_Written task_: Can you retype all of the material below, character for character, without changing anything?

_Entries provided_:

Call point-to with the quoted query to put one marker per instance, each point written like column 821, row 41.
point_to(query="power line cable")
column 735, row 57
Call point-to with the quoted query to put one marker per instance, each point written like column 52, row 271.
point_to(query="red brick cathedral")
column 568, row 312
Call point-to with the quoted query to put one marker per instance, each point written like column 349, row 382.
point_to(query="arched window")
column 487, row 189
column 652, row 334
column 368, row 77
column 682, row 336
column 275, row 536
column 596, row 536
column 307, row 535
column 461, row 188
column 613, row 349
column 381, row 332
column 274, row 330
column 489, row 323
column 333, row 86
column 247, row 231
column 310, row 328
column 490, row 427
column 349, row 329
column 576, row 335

_Task solution_:
Call point-to with the quoted query to put one marker per instance, each point written like column 821, row 41.
point_to(query="power line cable")
column 735, row 57
Call point-to with the quoted query to put one marker per instance, each point written like column 52, row 271.
point_to(query="red brick cathedral")
column 568, row 312
Call point-to with the quoted query to put one marker per instance, each point written like column 349, row 382.
point_to(query="arched window")
column 487, row 189
column 652, row 334
column 368, row 77
column 682, row 336
column 275, row 536
column 596, row 536
column 307, row 535
column 461, row 188
column 613, row 349
column 381, row 332
column 274, row 330
column 489, row 323
column 333, row 86
column 247, row 231
column 310, row 328
column 490, row 427
column 349, row 329
column 576, row 335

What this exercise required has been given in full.